⟨

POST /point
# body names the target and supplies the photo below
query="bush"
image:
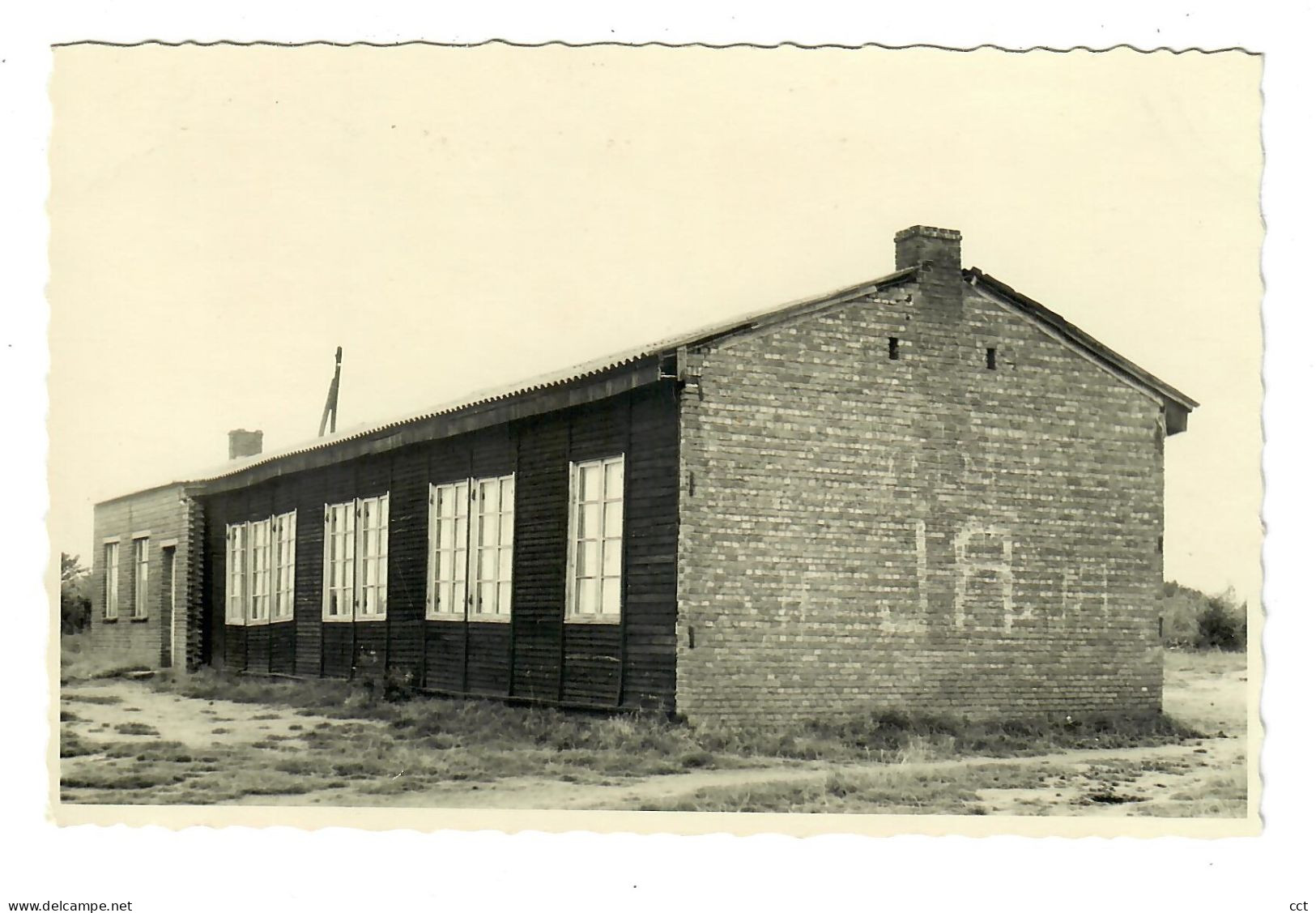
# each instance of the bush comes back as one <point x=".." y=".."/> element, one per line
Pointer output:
<point x="1194" y="620"/>
<point x="1223" y="625"/>
<point x="74" y="595"/>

⟩

■ **WHAT NEEDS TO BE DONE**
Every line of text is to be repeated exactly; pictures are left out.

■ **SOLUTION BELOW**
POST /point
# body names the target and supplies the photo below
query="bush"
image:
# each instance of the bush comes back as one <point x=".." y=".."/> element, one per line
Pointer output:
<point x="1194" y="620"/>
<point x="1223" y="625"/>
<point x="74" y="595"/>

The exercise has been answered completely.